### PROBLEM DESCRIPTION
Reproduce verbatim every line of the records from the one containing "of the mahogany" down to the end of the records, and omit the pictures from your reply.

============

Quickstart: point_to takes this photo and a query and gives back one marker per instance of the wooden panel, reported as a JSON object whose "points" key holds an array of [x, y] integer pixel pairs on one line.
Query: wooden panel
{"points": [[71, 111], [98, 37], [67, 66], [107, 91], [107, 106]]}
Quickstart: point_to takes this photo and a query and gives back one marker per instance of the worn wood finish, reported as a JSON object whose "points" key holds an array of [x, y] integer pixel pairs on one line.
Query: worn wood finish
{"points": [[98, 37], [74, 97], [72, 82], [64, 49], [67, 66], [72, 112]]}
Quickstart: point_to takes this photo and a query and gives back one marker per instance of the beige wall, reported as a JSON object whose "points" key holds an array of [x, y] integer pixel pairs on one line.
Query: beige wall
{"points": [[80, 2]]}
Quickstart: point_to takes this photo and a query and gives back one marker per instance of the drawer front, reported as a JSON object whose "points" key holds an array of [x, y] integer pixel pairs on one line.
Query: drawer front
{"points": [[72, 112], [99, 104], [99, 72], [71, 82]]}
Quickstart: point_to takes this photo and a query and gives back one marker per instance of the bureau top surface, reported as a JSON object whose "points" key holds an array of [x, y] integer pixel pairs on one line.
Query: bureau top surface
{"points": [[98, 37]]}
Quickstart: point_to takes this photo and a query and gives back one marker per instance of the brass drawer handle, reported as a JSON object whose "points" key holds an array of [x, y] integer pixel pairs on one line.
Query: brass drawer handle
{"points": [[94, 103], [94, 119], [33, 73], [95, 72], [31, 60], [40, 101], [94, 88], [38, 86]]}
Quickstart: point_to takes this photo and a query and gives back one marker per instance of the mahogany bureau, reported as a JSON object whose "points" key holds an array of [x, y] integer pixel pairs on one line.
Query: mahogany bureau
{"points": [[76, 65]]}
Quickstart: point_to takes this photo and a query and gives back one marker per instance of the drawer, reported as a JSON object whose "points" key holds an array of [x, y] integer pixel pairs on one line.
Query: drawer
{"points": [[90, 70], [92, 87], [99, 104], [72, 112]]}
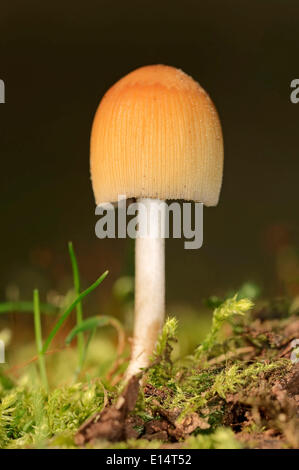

============

### FULL ANSWER
Quickstart: point_to takes this photo and a query and gives back one marker per instance of the mahogany bureau, reported as a JSON object whose "points" key holds an array of [x, y] integer pixel pairs on one line.
Query: mahogany bureau
{"points": [[76, 65]]}
Quickstart: point_to takes this photo and a query and gives back one marker per instance of the drawer, reported as a JSON object whose "points" key holds an array of [x, y] integer pixel pairs on one line.
Query: drawer
{"points": [[90, 70], [92, 87], [99, 104], [72, 112]]}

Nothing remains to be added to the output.